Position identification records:
☆ ☆ ☆
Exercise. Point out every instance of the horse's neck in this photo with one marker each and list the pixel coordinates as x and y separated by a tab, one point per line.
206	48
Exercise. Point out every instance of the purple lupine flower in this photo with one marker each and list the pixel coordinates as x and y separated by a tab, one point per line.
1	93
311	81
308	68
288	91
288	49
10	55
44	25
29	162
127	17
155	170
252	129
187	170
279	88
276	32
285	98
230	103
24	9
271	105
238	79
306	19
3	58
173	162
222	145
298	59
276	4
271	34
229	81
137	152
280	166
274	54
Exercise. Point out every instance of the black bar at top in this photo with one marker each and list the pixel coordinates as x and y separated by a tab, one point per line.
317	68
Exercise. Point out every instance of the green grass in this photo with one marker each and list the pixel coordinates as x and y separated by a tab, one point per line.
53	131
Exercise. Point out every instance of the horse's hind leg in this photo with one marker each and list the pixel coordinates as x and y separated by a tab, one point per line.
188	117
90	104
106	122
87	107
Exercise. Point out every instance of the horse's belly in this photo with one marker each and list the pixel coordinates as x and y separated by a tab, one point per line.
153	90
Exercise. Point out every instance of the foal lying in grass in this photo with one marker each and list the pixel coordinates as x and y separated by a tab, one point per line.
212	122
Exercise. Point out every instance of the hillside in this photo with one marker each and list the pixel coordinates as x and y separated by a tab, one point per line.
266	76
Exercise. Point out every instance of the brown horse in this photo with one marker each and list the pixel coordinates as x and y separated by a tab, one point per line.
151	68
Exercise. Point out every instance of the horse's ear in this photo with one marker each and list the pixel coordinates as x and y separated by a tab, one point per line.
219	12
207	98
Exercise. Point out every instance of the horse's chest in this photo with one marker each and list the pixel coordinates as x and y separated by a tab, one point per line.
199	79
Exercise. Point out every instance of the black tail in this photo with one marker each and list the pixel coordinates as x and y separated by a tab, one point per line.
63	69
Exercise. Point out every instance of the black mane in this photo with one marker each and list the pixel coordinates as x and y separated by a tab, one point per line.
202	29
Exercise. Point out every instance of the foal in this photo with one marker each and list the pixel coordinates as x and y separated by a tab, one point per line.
☆ ☆ ☆
Take the entries and copy them out exactly.

Exercise. Point out every instance of the horse's neck in this photo with one marker each and list the pixel coordinates as x and y separated by a tab, one point per line.
206	48
Exercise. Point out every instance of the purple lupine flower in this photo with one marker each and list the pixel coordinates as x and y separated by a tab, one point per line.
1	93
311	81
308	68
288	91
288	49
10	55
44	25
29	162
127	17
155	170
252	129
187	170
279	88
276	32
285	98
230	103
24	9
271	105
238	79
306	19
3	58
173	162
222	145
298	59
276	4
271	34
229	81
137	152
280	166
274	54
Exercise. Point out every instance of the black bar at top in this photo with one marker each and list the pixel coordinates as x and y separated by a tab, one point per line.
317	68
Exercise. Point out every instance of the green grass in this photo with one marker each and list the pixel coordinates as x and y separated by a tab, one point per line.
53	131
Exercise. Point out every instance of the horse's hind leg in this photo with one marker each and list the pixel coordinates as x and y separated by a tab, one point per line.
188	117
90	104
106	122
87	107
Exercise. Point out every instance of the horse's belly in this photo with one marker each and list the pixel coordinates as x and y separated by a tab, one point per line.
153	90
Exercise. Point out every instance of the foal lying in grass in this photo with one marker each and list the pixel coordinates as x and y separated by a tab, one point per line.
212	122
Exercise. Point out every instance of the hillside in this photo with one marker each and list the pixel coordinates as x and y separated by a tab, one point per line.
266	76
Exercise. Point out every instance of the brown horse in this photo with one marker each and list the pixel coordinates as x and y separated by a tab, one point per line.
151	68
Exercise. Point out every instance of the horse's ear in this photo with one marker each and list the pixel coordinates as x and y separated by a tab, one point per line.
219	12
207	98
Exercise. Point out every instance of the horse's chest in this photo with one marker each and list the pixel coordinates as x and y separated by a tab, one point per line.
199	79
Exercise. Point out every instance of the black tail in this photo with one marker each and list the pixel coordinates as x and y separated by a tab, one point per line.
63	69
Exercise. Point out every instance of the black mane in this photo with one marker each and list the pixel coordinates as x and y separated by a tab, one point per line.
202	29
Exercise. Point out every instance of the foal in this photo with one marker each and list the pixel coordinates as x and y separated by a tab, one point per line.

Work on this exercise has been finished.